大手結婚相談所から申し込みのあった

1歳年下笑顔がトム・クルーズ似の年収8000万円経営者と仮交際に至った初デートの当日。




アトレのメイクサロンに入ってから担当者に、

これから暗めのレストランで大切なディナーなのだと告げるとガッテンと心得た担当者が茶色を基調としたアイメイクを手早く仕上げてくれる。


眉もアイラインもキリッと思い切り派手に引いているのに何故プロが描くと厚化粧にならず自然に美しいのだろう、最後の仕上げは素敵だ綺麗だと必ず言ってくれる担当者の言葉だ彼女はいつもフレフレとポンポンを振るように誉めて武装した私を下界へと送り出してくれる。


昨日の夜はまたトム・クルーズから電話が入った、

彼からの電話は2日連続であるから明日の都合が悪くなったのかと思い電話に出た。すると、


明日は六本木ヒルズクラブとこちらで勝手に決めてしまったが、初めて会うのに六本木まで出るのが面倒であれば恵比寿のウェスティンホテルに変更するがどうかという打診であったが私の住処は窓を覗けばウェスティンが見える程の近所である、

行き慣れた近所と初めての会員制のどちらに行ってみたいかを比較したら当然六本木の会員制に行ってみたいので、


いや予約されていたら申し訳無いのでどうぞご心配無くと返すと、予約は取り消せば良いのだから無理しないで下さいと相手も気遣いを見せるので遠慮の物々交換になっているから私はとうとう困り果て、

トム・クルーズはどちらが良いのかと問うとどちらでも良いと言う。

抽出した記録
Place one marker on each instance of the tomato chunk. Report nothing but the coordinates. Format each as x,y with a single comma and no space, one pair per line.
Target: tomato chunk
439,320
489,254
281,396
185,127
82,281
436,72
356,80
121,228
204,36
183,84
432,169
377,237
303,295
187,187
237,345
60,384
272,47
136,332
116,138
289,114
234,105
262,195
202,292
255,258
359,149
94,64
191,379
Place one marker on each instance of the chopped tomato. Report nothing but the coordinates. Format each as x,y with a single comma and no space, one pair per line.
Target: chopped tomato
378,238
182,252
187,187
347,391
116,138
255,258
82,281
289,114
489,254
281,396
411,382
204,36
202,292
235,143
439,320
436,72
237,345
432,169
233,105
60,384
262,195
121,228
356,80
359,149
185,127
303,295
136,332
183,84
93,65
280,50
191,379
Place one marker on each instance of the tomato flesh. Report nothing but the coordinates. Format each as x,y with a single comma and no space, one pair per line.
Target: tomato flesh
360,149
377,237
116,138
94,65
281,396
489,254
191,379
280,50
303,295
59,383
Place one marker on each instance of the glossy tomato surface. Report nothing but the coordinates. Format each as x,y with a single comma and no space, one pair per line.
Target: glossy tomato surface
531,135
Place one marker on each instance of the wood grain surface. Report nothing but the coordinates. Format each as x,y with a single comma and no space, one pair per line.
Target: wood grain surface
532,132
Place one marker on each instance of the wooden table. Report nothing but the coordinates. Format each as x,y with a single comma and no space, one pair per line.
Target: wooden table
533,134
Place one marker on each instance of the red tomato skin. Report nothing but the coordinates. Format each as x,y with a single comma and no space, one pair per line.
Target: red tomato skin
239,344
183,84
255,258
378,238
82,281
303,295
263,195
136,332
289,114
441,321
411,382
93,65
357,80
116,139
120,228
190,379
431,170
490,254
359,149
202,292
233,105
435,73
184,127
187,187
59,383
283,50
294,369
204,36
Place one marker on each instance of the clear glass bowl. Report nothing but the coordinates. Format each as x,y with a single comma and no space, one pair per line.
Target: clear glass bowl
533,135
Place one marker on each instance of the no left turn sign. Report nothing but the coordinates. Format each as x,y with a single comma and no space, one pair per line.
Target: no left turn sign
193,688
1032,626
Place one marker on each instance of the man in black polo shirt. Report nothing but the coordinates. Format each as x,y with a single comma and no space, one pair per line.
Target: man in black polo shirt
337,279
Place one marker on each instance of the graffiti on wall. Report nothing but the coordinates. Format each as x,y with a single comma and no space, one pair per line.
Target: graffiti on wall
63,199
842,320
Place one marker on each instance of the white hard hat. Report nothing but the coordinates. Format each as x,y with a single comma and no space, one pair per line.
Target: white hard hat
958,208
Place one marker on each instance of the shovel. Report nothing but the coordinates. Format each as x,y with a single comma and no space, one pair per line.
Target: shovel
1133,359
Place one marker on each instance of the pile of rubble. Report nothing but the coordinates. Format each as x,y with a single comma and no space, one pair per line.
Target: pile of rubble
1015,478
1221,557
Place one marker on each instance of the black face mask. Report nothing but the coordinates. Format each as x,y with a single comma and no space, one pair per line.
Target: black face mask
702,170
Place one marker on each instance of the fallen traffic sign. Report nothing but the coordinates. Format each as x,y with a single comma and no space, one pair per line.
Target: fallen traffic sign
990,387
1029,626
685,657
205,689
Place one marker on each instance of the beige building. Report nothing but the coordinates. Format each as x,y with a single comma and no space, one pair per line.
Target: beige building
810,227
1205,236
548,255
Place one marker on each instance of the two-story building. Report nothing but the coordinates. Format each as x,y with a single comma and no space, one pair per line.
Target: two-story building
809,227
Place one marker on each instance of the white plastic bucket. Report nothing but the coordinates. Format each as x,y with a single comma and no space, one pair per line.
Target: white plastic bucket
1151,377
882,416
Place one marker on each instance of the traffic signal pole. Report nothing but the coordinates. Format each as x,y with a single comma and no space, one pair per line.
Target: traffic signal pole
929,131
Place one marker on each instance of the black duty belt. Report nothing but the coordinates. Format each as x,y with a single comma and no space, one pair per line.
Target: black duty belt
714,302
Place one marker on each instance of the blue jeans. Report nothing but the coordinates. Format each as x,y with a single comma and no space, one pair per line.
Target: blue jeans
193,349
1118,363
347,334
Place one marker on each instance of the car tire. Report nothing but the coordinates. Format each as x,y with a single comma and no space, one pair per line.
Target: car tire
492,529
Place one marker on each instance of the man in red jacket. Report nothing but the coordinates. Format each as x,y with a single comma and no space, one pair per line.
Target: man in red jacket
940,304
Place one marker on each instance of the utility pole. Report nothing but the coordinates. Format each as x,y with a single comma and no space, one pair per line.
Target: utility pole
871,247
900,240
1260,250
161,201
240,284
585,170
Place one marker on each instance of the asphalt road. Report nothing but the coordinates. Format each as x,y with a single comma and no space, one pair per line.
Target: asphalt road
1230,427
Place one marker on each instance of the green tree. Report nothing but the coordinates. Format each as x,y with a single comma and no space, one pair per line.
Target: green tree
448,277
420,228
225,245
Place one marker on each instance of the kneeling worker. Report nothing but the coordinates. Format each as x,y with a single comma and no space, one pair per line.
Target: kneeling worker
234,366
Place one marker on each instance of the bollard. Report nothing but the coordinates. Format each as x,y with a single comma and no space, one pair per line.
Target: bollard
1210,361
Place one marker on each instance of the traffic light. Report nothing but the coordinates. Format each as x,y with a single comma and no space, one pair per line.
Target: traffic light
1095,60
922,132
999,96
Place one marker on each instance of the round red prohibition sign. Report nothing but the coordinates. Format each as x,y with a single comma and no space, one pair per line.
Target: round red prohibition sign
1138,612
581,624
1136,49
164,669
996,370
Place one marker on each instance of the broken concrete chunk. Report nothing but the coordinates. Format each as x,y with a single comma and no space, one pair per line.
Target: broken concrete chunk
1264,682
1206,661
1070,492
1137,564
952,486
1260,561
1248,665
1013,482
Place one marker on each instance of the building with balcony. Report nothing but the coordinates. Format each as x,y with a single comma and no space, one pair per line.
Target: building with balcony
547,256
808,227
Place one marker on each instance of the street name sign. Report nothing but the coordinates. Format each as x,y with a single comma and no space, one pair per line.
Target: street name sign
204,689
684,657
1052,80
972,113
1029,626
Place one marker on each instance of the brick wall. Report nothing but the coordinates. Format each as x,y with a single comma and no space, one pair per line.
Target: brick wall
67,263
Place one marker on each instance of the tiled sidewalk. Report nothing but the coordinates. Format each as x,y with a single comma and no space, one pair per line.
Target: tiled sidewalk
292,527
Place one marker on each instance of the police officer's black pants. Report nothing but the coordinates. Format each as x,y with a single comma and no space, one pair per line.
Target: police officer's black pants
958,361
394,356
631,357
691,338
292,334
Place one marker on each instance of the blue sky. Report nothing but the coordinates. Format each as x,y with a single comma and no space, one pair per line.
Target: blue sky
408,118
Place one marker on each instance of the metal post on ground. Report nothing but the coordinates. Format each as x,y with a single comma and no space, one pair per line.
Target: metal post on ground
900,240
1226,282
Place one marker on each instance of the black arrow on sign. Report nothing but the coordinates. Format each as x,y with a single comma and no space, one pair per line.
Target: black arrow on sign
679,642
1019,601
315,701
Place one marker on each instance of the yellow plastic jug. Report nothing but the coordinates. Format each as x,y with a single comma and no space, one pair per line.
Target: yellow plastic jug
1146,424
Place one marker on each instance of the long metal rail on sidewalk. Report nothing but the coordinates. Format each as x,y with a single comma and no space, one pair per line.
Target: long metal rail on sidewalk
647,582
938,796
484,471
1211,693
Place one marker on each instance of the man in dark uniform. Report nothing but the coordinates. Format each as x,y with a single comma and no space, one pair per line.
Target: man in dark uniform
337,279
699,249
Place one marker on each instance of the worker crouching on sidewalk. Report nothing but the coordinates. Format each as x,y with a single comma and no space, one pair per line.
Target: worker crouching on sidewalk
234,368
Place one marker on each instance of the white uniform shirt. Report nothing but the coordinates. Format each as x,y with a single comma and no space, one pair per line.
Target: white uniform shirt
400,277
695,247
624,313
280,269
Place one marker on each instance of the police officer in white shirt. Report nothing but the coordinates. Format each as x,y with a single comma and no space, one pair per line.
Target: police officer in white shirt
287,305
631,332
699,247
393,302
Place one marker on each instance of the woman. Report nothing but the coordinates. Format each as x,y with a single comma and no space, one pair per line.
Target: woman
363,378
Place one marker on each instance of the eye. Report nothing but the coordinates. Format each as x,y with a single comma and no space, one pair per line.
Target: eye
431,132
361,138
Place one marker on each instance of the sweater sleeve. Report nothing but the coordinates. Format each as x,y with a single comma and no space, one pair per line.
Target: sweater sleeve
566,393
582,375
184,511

課題一覧
A. 表示された文章から、「これから暗めのレストランで大」を含む語句で始まり「を下界へと送り出してくれる。」で終わる部分を、一字も変えずに書き写してください。
B. 記録のうち「post」という文字列を含む行はいくつありますか。数だけを答えてください。

課題別の結果
A.
これから暗めのレストランで大切なディナーなのだと告げるとガッテンと心得た担当者が茶色を基調としたアイメイクを手早く仕上げてくれる。


眉もアイラインもキリッと思い切り派手に引いているのに何故プロが描くと厚化粧にならず自然に美しいのだろう、最後の仕上げは素敵だ綺麗だと必ず言ってくれる担当者の言葉だ彼女はいつもフレフレとポンポンを振るように誉めて武装した私を下界へと送り出してくれる。

B. 2